WORK TO DO | Give the lines of the listing below as a numbered list, from its first line through the line with "[415,271,600,386]". Leave out blank lines.

SUPPLIED DATA |
----
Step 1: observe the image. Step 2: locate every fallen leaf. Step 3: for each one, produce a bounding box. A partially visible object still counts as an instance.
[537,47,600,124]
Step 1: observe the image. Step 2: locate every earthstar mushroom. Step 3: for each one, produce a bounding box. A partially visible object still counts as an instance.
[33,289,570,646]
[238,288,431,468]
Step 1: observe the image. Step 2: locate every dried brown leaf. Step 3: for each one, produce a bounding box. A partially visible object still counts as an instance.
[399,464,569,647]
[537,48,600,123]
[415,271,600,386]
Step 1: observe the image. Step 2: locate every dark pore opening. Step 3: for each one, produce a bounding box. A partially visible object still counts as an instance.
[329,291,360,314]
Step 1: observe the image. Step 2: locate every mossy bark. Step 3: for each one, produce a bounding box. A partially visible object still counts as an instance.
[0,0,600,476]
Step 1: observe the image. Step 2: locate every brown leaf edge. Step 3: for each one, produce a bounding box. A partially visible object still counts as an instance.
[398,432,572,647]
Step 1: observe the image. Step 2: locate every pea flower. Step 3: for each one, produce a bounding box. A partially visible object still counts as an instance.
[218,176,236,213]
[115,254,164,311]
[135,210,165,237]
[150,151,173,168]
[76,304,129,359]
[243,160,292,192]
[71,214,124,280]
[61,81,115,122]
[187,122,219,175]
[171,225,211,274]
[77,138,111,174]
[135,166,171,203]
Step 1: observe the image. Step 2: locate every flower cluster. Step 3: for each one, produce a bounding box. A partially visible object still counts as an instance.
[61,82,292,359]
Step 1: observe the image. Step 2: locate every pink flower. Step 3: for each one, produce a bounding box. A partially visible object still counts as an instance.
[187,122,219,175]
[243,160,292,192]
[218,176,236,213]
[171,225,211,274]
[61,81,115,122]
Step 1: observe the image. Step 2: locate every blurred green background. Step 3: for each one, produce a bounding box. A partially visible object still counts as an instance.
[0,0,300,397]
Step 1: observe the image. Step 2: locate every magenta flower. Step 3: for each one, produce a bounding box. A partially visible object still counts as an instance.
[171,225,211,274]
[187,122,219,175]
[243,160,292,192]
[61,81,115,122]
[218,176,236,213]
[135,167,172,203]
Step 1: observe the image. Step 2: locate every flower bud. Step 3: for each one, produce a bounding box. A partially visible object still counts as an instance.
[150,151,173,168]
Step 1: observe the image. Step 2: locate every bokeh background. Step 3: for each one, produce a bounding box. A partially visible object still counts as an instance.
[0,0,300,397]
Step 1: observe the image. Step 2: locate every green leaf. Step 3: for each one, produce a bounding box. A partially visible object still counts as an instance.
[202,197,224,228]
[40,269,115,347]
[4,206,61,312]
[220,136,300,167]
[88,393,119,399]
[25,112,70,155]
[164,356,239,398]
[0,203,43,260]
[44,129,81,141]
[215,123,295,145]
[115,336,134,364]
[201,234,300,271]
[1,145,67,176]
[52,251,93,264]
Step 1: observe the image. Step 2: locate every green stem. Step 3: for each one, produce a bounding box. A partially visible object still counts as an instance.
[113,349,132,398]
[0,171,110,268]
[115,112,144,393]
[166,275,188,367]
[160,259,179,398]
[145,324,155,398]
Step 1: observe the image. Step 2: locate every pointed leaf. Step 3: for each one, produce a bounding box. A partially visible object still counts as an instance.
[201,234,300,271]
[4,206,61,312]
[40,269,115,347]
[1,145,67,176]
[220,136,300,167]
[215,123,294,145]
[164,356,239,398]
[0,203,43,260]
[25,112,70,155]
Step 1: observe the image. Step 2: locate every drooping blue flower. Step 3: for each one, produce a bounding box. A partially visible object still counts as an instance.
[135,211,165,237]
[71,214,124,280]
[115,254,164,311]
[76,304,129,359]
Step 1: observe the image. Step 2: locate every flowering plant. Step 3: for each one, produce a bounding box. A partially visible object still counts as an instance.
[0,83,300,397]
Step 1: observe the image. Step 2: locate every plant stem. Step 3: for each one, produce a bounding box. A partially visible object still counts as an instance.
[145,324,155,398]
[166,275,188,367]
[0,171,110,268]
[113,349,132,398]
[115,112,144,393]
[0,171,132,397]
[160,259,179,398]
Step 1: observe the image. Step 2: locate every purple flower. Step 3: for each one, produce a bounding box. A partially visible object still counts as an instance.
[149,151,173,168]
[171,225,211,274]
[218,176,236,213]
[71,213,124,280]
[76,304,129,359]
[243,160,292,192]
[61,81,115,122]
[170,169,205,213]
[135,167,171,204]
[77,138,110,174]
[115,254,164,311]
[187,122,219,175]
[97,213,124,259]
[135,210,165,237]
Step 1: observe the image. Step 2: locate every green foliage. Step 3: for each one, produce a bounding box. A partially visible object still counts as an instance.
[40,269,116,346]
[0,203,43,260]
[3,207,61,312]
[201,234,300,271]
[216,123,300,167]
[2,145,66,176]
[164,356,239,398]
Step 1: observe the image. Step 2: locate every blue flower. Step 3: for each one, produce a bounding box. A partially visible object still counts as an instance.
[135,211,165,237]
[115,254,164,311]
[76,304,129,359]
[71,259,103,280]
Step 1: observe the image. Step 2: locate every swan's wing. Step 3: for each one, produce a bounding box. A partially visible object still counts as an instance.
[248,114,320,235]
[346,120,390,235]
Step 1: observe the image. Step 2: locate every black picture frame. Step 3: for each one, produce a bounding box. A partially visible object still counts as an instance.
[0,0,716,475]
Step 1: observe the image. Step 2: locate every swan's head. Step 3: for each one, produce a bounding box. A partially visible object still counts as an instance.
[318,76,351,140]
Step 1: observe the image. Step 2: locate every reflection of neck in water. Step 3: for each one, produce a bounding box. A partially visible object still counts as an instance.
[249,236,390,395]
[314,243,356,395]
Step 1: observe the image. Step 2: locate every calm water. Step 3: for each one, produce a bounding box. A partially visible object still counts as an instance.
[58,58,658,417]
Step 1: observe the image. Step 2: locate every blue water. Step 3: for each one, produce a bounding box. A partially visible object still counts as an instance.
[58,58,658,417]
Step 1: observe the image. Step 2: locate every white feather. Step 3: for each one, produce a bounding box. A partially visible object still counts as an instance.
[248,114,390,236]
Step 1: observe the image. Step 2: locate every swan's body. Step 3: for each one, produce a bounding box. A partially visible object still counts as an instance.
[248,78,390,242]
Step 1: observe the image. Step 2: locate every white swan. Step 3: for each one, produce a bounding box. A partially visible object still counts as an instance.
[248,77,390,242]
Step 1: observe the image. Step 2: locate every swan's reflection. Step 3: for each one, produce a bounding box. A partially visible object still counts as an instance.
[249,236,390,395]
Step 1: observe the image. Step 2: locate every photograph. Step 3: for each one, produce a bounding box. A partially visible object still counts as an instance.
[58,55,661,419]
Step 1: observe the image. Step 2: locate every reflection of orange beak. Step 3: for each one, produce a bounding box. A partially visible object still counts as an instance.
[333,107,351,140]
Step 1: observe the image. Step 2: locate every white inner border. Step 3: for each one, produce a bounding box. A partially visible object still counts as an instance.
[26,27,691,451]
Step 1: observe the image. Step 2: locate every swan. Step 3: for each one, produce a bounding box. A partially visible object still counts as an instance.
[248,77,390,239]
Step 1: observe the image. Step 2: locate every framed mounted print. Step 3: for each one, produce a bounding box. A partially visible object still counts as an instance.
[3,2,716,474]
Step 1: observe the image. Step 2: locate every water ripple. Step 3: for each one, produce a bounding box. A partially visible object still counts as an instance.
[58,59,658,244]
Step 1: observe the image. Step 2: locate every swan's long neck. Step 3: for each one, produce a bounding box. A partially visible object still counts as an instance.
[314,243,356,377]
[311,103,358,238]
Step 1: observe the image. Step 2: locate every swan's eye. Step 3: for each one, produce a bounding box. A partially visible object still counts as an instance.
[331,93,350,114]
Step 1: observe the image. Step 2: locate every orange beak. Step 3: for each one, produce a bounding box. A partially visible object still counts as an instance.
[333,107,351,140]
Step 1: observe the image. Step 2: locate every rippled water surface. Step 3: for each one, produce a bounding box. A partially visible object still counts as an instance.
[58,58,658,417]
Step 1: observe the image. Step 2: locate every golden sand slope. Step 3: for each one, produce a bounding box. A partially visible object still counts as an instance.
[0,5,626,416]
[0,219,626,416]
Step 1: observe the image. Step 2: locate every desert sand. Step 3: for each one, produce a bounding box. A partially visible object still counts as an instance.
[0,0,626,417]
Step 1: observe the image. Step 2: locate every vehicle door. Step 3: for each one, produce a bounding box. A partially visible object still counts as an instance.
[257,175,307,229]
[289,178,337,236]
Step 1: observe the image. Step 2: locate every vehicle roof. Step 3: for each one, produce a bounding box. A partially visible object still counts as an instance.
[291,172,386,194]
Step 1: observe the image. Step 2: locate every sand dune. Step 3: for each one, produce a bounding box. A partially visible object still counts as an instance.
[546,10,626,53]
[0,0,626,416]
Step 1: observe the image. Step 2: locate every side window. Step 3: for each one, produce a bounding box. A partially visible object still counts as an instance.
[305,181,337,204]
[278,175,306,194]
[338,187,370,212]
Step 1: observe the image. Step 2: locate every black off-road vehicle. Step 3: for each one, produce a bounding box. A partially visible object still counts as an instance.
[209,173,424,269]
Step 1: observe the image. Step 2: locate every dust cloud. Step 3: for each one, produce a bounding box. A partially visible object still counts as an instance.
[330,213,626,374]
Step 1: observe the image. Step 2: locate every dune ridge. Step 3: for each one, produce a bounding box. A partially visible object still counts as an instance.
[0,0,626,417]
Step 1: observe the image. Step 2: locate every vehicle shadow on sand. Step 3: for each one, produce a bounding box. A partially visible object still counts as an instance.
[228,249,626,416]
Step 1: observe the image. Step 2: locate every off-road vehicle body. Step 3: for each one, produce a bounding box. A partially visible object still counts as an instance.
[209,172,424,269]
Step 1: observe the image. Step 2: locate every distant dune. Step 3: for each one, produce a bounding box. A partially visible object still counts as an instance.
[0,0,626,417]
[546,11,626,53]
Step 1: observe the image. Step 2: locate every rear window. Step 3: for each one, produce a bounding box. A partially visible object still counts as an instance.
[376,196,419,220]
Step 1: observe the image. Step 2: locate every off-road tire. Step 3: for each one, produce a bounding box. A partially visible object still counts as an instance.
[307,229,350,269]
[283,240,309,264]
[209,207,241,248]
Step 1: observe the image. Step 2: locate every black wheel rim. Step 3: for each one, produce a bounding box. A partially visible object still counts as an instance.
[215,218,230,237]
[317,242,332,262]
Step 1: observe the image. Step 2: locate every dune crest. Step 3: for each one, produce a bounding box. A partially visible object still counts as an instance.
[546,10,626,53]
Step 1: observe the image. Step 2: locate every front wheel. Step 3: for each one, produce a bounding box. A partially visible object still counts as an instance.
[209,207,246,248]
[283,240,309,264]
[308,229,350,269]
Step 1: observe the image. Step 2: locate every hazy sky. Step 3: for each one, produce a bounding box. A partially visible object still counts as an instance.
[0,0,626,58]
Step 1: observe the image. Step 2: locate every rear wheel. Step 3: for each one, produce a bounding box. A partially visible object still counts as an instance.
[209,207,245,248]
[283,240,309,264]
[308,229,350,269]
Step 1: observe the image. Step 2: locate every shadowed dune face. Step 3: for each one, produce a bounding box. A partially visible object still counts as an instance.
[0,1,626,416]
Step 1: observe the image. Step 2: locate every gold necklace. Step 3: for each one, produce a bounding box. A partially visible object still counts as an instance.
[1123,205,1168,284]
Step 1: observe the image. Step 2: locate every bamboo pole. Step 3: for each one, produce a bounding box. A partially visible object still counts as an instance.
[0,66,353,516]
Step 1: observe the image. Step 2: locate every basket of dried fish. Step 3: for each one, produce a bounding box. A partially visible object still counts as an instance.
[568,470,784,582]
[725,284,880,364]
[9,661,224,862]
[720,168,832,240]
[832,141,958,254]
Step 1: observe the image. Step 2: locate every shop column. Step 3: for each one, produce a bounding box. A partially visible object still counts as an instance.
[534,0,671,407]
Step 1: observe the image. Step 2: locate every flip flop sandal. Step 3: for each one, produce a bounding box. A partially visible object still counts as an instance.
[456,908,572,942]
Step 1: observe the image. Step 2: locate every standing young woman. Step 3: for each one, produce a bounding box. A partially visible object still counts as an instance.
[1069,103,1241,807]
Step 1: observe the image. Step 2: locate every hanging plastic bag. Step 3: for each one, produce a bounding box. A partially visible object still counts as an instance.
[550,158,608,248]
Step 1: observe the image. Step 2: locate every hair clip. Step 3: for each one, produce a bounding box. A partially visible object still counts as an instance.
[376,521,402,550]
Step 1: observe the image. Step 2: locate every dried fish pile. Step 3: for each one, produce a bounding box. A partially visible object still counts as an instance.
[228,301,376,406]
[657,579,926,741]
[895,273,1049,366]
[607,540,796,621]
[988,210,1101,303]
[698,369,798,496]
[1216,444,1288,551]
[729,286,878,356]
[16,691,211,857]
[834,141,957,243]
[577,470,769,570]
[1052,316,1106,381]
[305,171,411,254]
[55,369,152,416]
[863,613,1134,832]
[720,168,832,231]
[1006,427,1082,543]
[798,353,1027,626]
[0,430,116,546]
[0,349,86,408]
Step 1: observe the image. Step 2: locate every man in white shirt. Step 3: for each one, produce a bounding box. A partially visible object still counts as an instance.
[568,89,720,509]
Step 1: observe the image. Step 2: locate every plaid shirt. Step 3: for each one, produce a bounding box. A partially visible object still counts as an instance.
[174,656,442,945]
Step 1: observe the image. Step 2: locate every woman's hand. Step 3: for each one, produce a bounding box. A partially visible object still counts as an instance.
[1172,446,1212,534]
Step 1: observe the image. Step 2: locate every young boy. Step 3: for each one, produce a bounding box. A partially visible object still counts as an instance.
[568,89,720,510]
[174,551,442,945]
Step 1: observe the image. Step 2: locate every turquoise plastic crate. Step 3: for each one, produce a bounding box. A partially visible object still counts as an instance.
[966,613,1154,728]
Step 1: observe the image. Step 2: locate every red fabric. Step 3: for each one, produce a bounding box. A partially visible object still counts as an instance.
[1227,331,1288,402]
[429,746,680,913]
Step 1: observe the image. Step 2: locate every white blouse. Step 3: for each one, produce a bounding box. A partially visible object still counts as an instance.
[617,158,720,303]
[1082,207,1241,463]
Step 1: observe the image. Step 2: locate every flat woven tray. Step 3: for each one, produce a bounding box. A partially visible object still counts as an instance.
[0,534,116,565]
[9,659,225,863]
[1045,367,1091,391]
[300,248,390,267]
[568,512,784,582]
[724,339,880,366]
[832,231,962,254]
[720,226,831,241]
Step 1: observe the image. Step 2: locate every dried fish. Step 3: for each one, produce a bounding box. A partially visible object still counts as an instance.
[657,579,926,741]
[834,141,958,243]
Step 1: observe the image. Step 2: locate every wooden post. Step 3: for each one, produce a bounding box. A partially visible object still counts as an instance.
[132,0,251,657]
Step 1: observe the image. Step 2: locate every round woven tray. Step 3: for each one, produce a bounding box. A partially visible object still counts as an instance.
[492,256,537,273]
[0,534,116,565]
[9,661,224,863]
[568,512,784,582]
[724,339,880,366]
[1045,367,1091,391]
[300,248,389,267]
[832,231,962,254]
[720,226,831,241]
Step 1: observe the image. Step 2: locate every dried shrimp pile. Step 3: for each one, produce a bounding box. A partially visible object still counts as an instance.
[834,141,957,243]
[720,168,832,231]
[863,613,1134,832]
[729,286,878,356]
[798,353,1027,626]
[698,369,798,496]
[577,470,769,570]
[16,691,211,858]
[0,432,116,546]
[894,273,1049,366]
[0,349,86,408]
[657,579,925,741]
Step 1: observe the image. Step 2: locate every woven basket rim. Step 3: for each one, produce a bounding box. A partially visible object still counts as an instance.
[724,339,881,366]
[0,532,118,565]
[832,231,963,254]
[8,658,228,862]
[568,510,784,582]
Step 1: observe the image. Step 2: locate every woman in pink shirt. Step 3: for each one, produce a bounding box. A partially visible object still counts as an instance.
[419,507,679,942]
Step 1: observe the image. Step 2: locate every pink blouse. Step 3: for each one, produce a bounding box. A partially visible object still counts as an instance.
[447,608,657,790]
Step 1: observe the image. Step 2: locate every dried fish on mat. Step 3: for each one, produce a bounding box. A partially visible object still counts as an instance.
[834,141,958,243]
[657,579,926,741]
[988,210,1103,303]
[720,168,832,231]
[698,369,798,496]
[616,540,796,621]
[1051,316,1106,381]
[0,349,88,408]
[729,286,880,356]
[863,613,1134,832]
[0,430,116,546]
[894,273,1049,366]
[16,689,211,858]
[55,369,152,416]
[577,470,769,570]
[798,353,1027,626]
----
TASK RESPONSE |
1. Step 1: observe the image. Step 2: locate every fallen leaf. Step 3: for each one, produce a bounding box. A partially visible object still counts as an instance.
2. [537,47,600,124]
3. Step 1: observe the image. Step 2: locate every earthstar mushroom. Step 3: for each one, produce a bounding box. A partially visible object still counts as an instance.
4. [33,289,570,646]
5. [238,288,431,468]
6. Step 1: observe the image. Step 2: locate every dried brown leaf. Step 3: for each one, produce a bounding box. A partially visible object still counts as an instance.
7. [399,464,569,647]
8. [537,48,600,123]
9. [415,271,600,386]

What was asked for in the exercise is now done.